▸ WHAT IS EXPECTED
Answer these questions from the walker guide below, one answer per line.
(a) What reasons does it give for why someone might need a walker?
(b) What does the video review?
(c) Who can decide the best type of walker and adjust it to fit the person?

▸ SELECTED EXTRACT
........

How To Assist Someone With a Walker
If someone has had a fall, surgery or has become unsteady on their feet for any reason, using a walker can help prevent falls and provide support. If the person you’re caring for needs a walker, you might be feeling unsure of how to help them with it. In this video, we’ll review some tips on how to use a walker safely.
If someone has had a fall, surgery or has become unsteady on their feet for any reason, using a walker can help prevent falls and provide support.
If the person you’re caring for needs a walker, you might be feeling unsure of how to help them with it.
In this video, we’ll review some tips on how to use a walker safely.
First, make sure you have the right type of walker for the person you’re caring for will help make sure they’re safe.
A physiotherapist or occupational therapist arranged by your local government health care access centre, or your local hospital will be able to decide what’s the best type to use and adjust it to fit the person you’re caring for.

........

▸ GIVEN ENTRIES
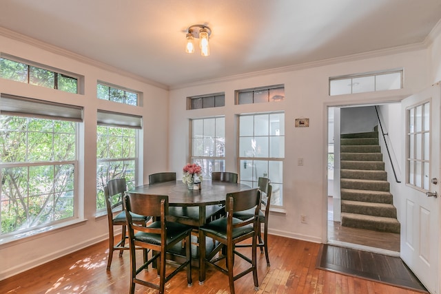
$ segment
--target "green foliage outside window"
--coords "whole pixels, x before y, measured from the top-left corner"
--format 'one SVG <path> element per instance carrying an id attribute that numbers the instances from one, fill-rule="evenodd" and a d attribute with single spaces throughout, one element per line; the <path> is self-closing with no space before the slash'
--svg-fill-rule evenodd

........

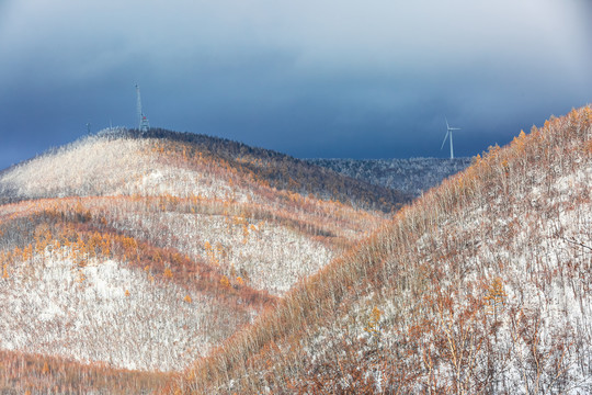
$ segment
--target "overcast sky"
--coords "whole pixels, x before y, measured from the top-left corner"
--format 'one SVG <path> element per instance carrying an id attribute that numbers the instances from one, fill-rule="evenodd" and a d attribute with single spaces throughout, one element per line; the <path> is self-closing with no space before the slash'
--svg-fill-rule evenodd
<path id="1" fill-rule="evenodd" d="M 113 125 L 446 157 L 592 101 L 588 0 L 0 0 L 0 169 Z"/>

........

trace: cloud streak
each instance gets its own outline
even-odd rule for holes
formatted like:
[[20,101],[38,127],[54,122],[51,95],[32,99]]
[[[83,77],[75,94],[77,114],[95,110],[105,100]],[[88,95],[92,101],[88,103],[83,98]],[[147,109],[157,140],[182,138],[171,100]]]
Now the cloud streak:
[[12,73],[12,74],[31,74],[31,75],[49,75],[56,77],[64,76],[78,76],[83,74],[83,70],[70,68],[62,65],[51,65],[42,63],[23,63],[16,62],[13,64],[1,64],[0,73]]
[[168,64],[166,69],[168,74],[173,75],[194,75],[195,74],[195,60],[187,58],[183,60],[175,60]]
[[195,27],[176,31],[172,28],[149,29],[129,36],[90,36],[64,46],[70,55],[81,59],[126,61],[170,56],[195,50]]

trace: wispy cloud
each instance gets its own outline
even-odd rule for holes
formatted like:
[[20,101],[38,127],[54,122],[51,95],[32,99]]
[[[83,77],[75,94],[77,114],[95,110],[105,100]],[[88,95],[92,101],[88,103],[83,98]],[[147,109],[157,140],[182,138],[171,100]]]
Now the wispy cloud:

........

▸ SOLUTION
(a) They have had a fall or surgery, or have become unsteady on their feet for any reason.
(b) Tips on how to use a walker safely.
(c) A physiotherapist or occupational therapist arranged by your local government health care access centre or your local hospital.